* start Extracted material *

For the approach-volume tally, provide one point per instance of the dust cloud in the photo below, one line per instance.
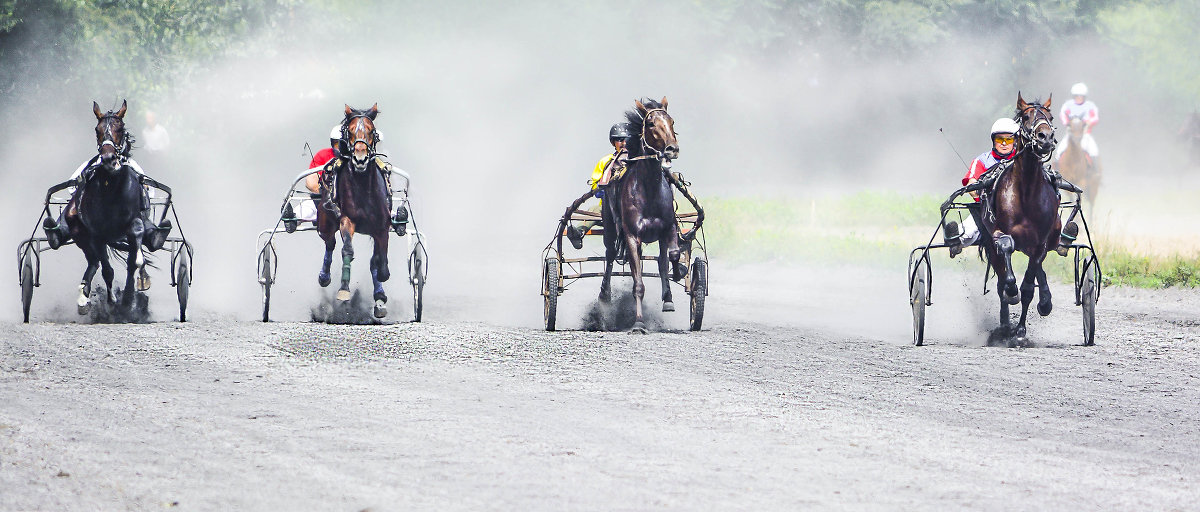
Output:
(499, 112)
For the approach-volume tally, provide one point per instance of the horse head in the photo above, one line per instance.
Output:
(359, 136)
(658, 130)
(1037, 126)
(112, 140)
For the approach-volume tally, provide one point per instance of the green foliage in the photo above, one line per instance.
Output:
(1162, 38)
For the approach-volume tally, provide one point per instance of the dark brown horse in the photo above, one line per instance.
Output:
(1024, 215)
(641, 204)
(360, 204)
(1075, 166)
(108, 210)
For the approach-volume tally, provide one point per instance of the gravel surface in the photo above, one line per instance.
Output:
(791, 399)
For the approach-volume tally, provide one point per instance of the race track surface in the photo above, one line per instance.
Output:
(762, 411)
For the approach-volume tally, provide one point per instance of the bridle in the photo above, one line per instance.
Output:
(653, 152)
(370, 144)
(108, 140)
(1041, 116)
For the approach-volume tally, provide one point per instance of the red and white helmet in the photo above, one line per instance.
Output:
(1005, 125)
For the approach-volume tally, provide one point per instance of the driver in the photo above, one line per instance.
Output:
(313, 180)
(601, 174)
(1085, 110)
(1003, 138)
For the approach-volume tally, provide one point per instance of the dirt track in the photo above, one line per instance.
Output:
(789, 402)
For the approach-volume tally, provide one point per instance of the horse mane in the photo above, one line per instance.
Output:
(637, 125)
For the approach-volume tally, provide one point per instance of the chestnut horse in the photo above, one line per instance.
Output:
(1024, 215)
(641, 204)
(1075, 166)
(360, 204)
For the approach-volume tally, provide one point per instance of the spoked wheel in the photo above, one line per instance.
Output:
(418, 279)
(1089, 293)
(699, 290)
(183, 282)
(918, 295)
(27, 284)
(265, 281)
(551, 270)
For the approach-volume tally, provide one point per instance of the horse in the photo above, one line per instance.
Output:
(641, 204)
(109, 210)
(361, 204)
(1024, 215)
(1075, 166)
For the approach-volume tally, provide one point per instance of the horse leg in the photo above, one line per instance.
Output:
(131, 263)
(347, 230)
(84, 300)
(379, 273)
(667, 305)
(635, 270)
(1026, 296)
(1007, 285)
(323, 278)
(610, 256)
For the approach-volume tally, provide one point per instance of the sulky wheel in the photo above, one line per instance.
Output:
(699, 290)
(918, 295)
(265, 281)
(551, 269)
(183, 282)
(1089, 291)
(27, 284)
(418, 279)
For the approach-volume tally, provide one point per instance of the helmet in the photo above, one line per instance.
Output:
(1005, 125)
(618, 131)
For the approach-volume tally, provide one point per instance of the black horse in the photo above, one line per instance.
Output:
(641, 204)
(1024, 215)
(109, 210)
(360, 204)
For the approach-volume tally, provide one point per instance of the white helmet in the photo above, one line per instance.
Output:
(1005, 125)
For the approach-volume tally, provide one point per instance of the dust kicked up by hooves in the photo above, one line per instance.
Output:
(100, 311)
(617, 314)
(358, 311)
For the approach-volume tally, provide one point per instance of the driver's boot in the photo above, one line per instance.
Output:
(55, 232)
(953, 235)
(575, 234)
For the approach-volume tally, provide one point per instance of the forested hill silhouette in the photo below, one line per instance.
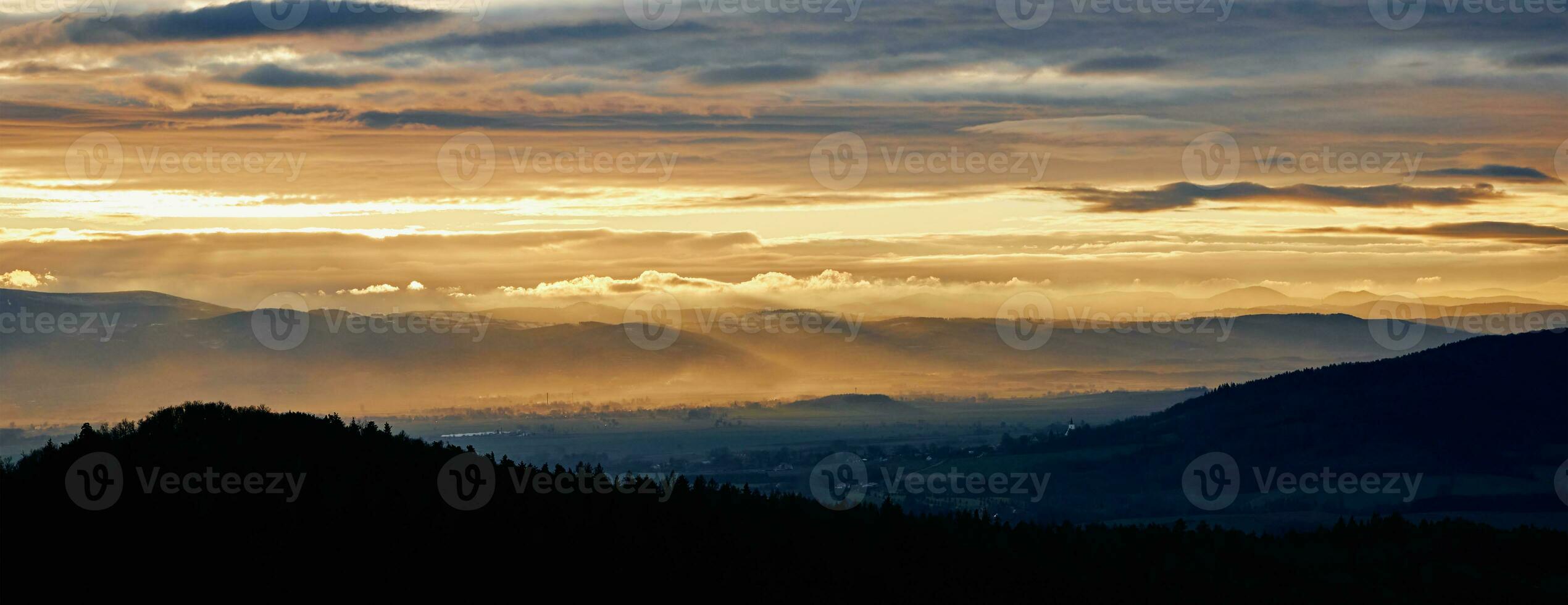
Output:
(1484, 424)
(1479, 405)
(369, 498)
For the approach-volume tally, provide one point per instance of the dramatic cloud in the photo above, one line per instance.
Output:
(272, 76)
(1546, 59)
(1520, 175)
(24, 280)
(1188, 195)
(1517, 233)
(378, 289)
(755, 74)
(530, 36)
(1119, 65)
(240, 19)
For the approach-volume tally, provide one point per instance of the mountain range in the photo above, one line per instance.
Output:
(172, 348)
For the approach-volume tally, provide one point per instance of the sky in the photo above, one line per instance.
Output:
(477, 154)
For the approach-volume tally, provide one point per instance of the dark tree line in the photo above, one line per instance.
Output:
(370, 501)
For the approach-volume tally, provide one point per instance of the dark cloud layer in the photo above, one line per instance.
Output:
(1119, 65)
(527, 36)
(272, 76)
(1495, 172)
(1517, 233)
(239, 19)
(755, 74)
(1186, 195)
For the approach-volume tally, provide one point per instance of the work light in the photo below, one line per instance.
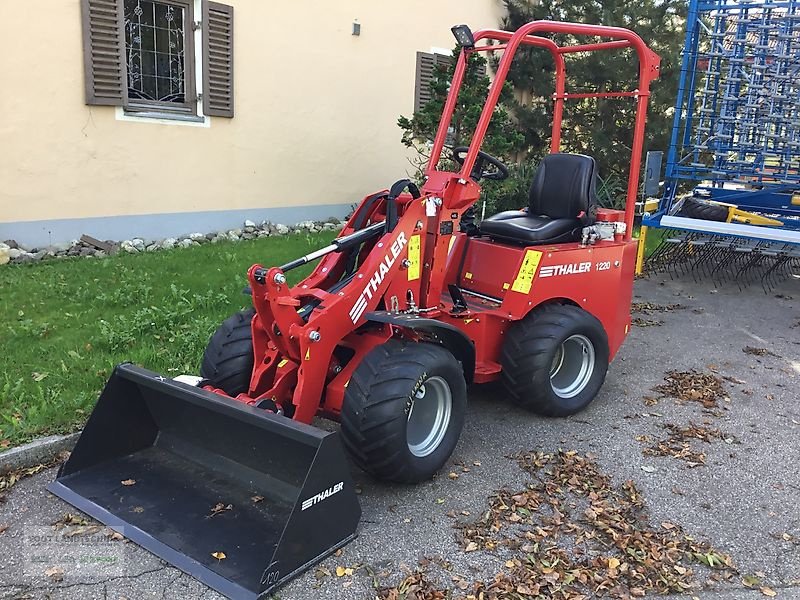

* end Extracted material *

### What is expected
How many of the lines above contain the word "dust"? Reply with the number alone.

### Task answer
2